Detection annotation entries
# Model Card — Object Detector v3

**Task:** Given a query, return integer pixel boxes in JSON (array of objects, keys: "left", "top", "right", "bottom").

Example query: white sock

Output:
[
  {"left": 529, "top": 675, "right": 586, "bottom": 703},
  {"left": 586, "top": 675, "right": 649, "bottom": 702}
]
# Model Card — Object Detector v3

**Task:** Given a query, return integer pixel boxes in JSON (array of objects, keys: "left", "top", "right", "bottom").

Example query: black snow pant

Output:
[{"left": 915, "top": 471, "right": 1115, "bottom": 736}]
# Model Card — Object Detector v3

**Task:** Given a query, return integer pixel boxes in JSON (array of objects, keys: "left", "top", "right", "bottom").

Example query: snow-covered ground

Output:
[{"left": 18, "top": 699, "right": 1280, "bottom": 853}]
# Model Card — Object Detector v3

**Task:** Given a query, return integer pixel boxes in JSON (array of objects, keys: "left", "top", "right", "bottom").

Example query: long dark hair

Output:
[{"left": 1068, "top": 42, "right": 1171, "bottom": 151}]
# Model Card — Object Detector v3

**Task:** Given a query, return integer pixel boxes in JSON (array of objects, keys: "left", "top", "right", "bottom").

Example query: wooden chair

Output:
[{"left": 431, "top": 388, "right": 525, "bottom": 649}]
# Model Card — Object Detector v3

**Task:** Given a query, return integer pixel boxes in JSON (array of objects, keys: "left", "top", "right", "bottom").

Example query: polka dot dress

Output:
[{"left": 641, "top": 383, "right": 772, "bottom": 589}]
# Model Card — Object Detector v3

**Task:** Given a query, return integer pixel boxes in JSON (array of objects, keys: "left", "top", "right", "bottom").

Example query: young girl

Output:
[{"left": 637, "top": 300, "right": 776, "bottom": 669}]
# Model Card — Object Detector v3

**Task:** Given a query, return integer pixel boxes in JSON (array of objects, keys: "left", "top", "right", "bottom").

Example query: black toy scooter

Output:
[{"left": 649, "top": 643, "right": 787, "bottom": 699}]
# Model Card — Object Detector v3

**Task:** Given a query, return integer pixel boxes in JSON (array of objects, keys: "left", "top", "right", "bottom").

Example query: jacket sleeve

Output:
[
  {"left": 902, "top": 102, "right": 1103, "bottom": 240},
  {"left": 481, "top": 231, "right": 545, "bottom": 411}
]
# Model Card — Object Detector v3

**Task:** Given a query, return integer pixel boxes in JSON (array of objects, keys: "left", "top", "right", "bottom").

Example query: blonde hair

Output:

■ **PROBLEM TO WORK ON**
How many lines in the entries above contain the word "black"? Reply with the number alone.

■ **RESPONSE**
2